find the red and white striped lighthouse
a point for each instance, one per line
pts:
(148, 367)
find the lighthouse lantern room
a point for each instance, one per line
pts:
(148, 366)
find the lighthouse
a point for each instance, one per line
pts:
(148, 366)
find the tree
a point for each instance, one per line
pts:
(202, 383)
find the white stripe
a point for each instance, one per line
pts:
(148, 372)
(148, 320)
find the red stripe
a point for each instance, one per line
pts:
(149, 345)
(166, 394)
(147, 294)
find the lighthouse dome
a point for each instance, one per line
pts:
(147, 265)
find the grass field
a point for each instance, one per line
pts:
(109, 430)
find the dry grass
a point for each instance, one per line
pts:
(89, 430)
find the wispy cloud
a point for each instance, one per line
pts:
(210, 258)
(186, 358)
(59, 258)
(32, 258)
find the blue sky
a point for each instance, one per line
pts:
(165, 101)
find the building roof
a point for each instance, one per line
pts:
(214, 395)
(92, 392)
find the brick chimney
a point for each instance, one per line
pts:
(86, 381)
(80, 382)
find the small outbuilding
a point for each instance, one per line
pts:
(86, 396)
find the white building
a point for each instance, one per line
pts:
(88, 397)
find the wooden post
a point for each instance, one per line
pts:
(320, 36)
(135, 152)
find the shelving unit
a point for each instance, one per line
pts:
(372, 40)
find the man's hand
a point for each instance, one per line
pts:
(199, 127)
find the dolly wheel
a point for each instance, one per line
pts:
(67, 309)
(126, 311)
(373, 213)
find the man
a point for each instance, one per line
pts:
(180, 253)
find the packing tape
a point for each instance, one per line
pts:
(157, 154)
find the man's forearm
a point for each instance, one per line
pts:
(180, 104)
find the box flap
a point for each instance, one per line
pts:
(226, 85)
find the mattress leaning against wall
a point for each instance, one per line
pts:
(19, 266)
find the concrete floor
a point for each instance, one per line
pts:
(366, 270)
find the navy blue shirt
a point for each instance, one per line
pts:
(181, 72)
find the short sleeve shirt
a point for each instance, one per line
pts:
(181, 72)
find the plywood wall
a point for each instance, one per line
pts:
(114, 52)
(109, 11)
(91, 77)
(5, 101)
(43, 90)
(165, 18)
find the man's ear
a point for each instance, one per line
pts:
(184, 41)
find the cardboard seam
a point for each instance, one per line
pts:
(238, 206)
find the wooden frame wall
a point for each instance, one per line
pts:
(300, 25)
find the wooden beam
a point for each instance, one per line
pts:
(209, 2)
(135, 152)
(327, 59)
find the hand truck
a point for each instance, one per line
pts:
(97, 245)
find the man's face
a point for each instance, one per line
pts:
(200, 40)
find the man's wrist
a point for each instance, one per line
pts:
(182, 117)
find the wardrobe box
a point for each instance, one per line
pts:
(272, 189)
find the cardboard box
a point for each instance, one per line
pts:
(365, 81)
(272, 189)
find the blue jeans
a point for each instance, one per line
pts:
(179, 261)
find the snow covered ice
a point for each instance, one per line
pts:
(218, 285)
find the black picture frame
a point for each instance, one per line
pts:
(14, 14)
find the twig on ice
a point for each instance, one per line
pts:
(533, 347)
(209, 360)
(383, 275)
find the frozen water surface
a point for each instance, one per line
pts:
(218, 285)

########################################

* **REQUIRED TASK**
Please rewrite the material above, changing every "find the" to "locate the" and leaving everything else as it is.

* **TASK RESULT**
locate the red and white striped lighthouse
a point for each instance, one per line
pts:
(148, 367)
locate the lighthouse lantern room
a point for each instance, one per line
pts:
(148, 366)
locate the lighthouse
a point for each instance, one per line
pts:
(148, 366)
locate the tree
a point for each instance, one per line
pts:
(202, 383)
locate the white stripe
a point for each instance, one per line
pts:
(148, 372)
(148, 320)
locate the red stripe
a point for each instance, one per line
pts:
(149, 345)
(166, 394)
(147, 294)
locate the lighthouse dome
a point for each instance, one per line
pts:
(147, 265)
locate the grass field
a point for each instance, one per line
pts:
(109, 430)
locate the dry grass
a point for each instance, one per line
pts:
(89, 430)
locate the wispy cloud
a point for each instance, one per line
pts:
(210, 258)
(186, 358)
(59, 258)
(32, 258)
locate the blue sky
a point for each instance, one per line
pts:
(165, 101)
locate the building roof
a point for each instance, one per line
pts:
(214, 395)
(92, 392)
locate the brick chimney
a point for each instance, one per line
pts:
(86, 381)
(80, 382)
locate the small outbuilding
a point for each instance, one per line
pts:
(86, 396)
locate the white building
a point for each instance, one per line
pts:
(88, 397)
locate the wooden post
a point for each instance, one per line
pts:
(320, 36)
(135, 152)
locate the shelving unit
a point for each instance, one per line
pts:
(372, 40)
locate the man's hand
a point for each instance, one per line
pts:
(199, 127)
locate the dolly wheel
a point for each instance, one per line
pts:
(67, 309)
(126, 311)
(373, 213)
locate the man
a point for each instance, one per line
pts:
(180, 253)
locate the packing tape
a point for each instance, one per line
pts:
(157, 154)
locate the man's forearm
a point for each instance, one per line
pts:
(180, 104)
locate the box flap
a point for each instance, one per line
pts:
(226, 85)
locate the mattress leaning against wall
a point for each instance, one per line
pts:
(19, 266)
locate the concrete floor
a point for each instance, one per line
pts:
(366, 270)
locate the navy blue shirt
a point for each instance, one per line
pts:
(181, 72)
locate the short sleeve shirt
a point for each instance, one per line
pts:
(181, 72)
locate the plywood wall
a point for each instance, one per line
pts:
(114, 52)
(109, 11)
(91, 77)
(5, 101)
(43, 90)
(165, 18)
locate the man's ear
a point for each instance, one per line
pts:
(184, 41)
locate the cardboard seam
a point for each instance, one per line
pts:
(238, 206)
locate the wooden frame wall
a point for each instance, one per line
pts:
(300, 25)
locate the wooden beam
a point for each instance, one per line
pts:
(209, 2)
(135, 152)
(327, 59)
locate the hand truck
a point for each instance, one per line
pts:
(97, 245)
locate the man's face
a point for each instance, one per line
pts:
(200, 40)
locate the man's wrist
a point for each instance, one per line
pts:
(182, 117)
locate the wardrobe box
a point for each instance, one per line
pts:
(272, 189)
locate the cardboard box
a point for each instance, one per line
pts:
(365, 81)
(272, 189)
locate the blue jeans
a point for each instance, one per line
pts:
(179, 261)
locate the snow covered ice
a point for each instance, one per line
pts:
(218, 285)
locate the black picture frame
a point for each instance, one per line
pts:
(14, 14)
locate the twig on ice
a point for each instance, one per line
pts:
(533, 347)
(209, 360)
(383, 275)
locate the frozen water surface
a point for each instance, one per line
pts:
(218, 285)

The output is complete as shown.